▶ List of tasks:
(1) Answer these questions from the McConaughey interview:
(a) How much weight did McConaughey lose, and for which project?
(b) How many films did he make in a row, and what had been his most in a year before that?
(c) Which two films were in the official competition at Cannes in May?
(2) List every line of the records that contains the string "surface".

══ Quoted text ══

Q&A: Matthew McConaughey On Magic Mike

Pete Hammond is Deadline’s awards columnist. This article appeared in the Dec. 5 issue of AwardsLine.

After being stuck in the rut of doing a series of high-paying major studio romantic comedies, Matthew McConaughey made a smart career switch and has been winning acclaim for one risky role after another in the last year. Beginning with his successful turn as The Lincoln Lawyer, the actor whose most significant recent awards talk had been as People Magazine’s Sexiest Man Alive suddenly turned out a surprising run of varied roles in disparate, edgy indie movies. There was his prosecutor in Bernie. Then there was a well-received pair of performances in Lee Daniels’ southern potboiler The Paperboy and Jeff Nichols’ Mud that were both in the official competition in Cannes in May. Now he’s been nominated for two Independent Spirit Awards for his leading role in William Friedkin’s NC-17 Killer Joe and supporting turn as the veteran male stripper in Steven Soderbergh’s Magic Mike, a summertime hit that is also getting lots of Oscar buzz. When I talked to him recently, he looked gaunt and pale after losing 38 pounds to play an AIDS victim in his next project, The Dallas Buyers Club. McConaughey has clearly taken his career in fascinating new directions.

AWARDSLINE: You have been having a hell of a year. Really, one movie after another, and I don’t think you’ve stopped working. Have you had a day off?

MATTHEW MCCONAUGHEY: Not many. I did five (films) in a row—the most I’ve ever done in a year were three. I remember telling my now wife, then girlfriend, that I’ve never had less than a month and a half to prepare. It scares the hell out of me. And she was like, “We’ll work it out.” I only had two weeks between a couple of them, and it (worked) out really well. Your mechanics are lubricated, you’re kind of flowing. The hard part is just dismissing the last character and moving into the next one. Each one scared me in a different way, and I hadn’t been scared in a while. But it’s that good kind of fear.

═══
══ Records supplied ══

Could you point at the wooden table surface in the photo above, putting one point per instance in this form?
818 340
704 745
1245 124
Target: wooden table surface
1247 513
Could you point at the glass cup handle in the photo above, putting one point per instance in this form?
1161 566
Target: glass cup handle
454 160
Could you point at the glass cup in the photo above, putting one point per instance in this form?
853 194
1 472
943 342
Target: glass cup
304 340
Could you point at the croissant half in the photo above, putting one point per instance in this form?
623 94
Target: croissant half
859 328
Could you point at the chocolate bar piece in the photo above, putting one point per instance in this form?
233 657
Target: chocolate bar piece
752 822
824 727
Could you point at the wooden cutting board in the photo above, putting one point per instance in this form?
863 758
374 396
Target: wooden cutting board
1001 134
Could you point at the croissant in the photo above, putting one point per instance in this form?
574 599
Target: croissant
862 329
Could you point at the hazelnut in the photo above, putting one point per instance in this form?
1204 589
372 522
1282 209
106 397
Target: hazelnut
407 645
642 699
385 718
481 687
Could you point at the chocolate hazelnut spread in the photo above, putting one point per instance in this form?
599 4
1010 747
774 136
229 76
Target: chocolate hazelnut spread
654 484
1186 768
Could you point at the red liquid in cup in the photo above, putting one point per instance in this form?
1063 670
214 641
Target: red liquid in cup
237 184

═══

▶ Solutions below:
(1)
(a) 38 pounds, to play an AIDS victim in The Dallas Buyers Club.
(b) Five in a row; his previous most in a year was three.
(c) Lee Daniels' The Paperboy and Jeff Nichols' Mud.

(2)
Could you point at the wooden table surface in the photo above, putting one point per instance in this form?
Target: wooden table surface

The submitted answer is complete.